━━━ Provided passage

This contradictory atmosphere of severe state repression matched with increased economic independence set the stage from which the counter-culture of the lower caste flourished. As put by Richie, "authority creates that which rebels against it" (Richie 20). Due in large part to the nature of their restriction, seemingly innocent arts such as Kabuki theatre, ukiyo-e woodblock printing, literature and poetry were soon imbued with the spirit of rebellion and cultural sabotage. Within this setting the art of tattooing was taken back by the under classes and its implications altered from being a demarcation of criminals to a badge of proletariat solidarity and pride.

In studying the art of eighteenth-century

Japan one is dealing with a kind of popular

art that was interpreted as subversive by

the government and by accepted opinion. The

charge was that it was ‘deleterious to public

morals..... (Richie 18).

Rejecting the centuries- old strict ethics and

morality of the Confucian beliefs of the samurai

and taking up themes based on ninjo, fashion

and comedy, the townspeople of Edo

increasingly began to enjoy culture such as novels,

drama, comic tanka songs and theatre.....

[combining them] into a massive, never-seen-before

outlet of cultural expression for the ordinary

people of Edo (Shimada).

It was during the late Edo period, around 1750, that the tattooing which was occurring within Japan began to take the form of what has become know as Horimono- the Japanese tattoo. This was the birth period of the style which continues to be practiced in Japan two hundred and fifty years subsequent. The particular details and ascetics of this style will be discussed in depth later in this study.

━━━━━━
━━━ Items

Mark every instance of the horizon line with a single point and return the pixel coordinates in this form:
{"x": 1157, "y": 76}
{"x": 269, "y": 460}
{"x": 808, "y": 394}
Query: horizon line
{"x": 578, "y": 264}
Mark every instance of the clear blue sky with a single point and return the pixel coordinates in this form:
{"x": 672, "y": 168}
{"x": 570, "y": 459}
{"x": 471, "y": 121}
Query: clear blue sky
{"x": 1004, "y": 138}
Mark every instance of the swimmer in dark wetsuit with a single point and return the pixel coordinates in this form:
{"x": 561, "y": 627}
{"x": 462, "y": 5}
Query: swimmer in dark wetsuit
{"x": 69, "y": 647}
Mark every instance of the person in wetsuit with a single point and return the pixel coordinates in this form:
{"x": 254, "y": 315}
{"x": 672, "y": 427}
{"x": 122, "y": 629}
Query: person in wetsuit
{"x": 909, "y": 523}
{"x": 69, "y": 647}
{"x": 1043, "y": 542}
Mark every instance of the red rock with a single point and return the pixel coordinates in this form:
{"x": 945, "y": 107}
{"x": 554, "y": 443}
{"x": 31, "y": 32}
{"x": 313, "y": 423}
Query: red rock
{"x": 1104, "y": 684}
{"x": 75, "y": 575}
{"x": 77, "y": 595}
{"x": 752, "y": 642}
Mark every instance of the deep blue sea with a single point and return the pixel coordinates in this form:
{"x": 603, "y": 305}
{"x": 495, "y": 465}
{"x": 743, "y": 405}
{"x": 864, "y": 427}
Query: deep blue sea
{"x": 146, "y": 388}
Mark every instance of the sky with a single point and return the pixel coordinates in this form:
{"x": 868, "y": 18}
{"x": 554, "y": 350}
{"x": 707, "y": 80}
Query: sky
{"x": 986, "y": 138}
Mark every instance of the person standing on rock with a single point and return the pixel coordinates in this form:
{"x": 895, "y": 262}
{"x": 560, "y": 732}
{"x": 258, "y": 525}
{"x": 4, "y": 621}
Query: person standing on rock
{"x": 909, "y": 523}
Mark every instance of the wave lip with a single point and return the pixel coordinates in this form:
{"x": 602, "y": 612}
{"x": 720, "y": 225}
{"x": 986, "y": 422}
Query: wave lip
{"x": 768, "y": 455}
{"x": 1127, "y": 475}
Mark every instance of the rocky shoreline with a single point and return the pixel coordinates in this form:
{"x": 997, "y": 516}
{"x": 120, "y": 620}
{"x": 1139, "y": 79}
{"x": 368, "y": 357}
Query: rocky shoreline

━━━━━━

▶ What is being asked
Resume the passage on tattooing in Edo-period Japan, starting right after its last sentence.

▶ Answer to this problem
The Aesthetics of Horimono

The visual aesthetics of, and artistic approach towards, horimono cannot be paralleled by that of any other tattooing tradition. Whereas other veins of tattooing frame each tattooed image as its own independent entity (with its own meaning, implications, ritual, etc…), horimono views the entire body as grounds for one single piece; a menagerie composed of a multitude of images and scenes played out across the breathe of the wearer’s exterior. These various images are assembled together in such a fashion that they appear to flow from one design to the next and accumulate to a whole, orgasmic display of art.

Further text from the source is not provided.